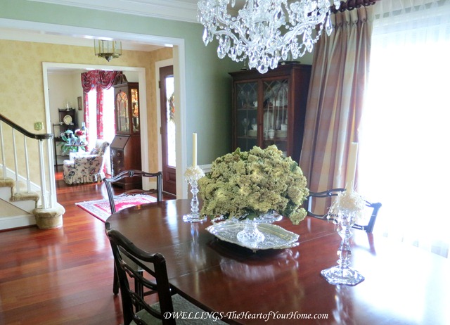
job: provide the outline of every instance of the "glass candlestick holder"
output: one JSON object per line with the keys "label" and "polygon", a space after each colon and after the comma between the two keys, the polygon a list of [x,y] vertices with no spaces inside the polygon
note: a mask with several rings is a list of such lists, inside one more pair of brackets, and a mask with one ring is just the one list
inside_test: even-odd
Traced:
{"label": "glass candlestick holder", "polygon": [[352,227],[355,223],[356,212],[351,210],[340,210],[338,219],[338,232],[341,237],[341,243],[338,249],[338,265],[321,272],[322,276],[330,284],[343,284],[356,286],[364,281],[358,271],[349,267],[352,250],[349,239],[352,237]]}
{"label": "glass candlestick holder", "polygon": [[185,180],[191,185],[191,193],[192,193],[192,200],[191,200],[191,213],[184,215],[183,220],[186,222],[202,222],[206,219],[206,215],[200,215],[198,212],[198,180],[205,176],[205,173],[198,166],[188,167],[184,172]]}

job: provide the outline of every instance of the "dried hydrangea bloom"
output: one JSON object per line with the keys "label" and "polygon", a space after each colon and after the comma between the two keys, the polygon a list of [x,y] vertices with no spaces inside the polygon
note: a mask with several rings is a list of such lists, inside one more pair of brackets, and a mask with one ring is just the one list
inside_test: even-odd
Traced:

-.-.-

List every line of the data above that contains the string "candlestick". Letter case matters.

job: provide the outline of every instance of the "glass candlestick holder"
{"label": "glass candlestick holder", "polygon": [[352,227],[355,223],[356,212],[351,210],[340,210],[338,219],[338,232],[341,237],[341,243],[338,249],[338,265],[321,272],[322,276],[330,284],[343,284],[356,286],[364,281],[358,271],[349,267],[352,250],[349,239],[352,237]]}
{"label": "glass candlestick holder", "polygon": [[185,180],[191,185],[191,193],[192,193],[192,200],[191,200],[191,213],[184,215],[183,220],[186,222],[202,222],[206,219],[206,215],[200,215],[198,212],[198,180],[205,176],[205,173],[198,166],[188,167],[184,172]]}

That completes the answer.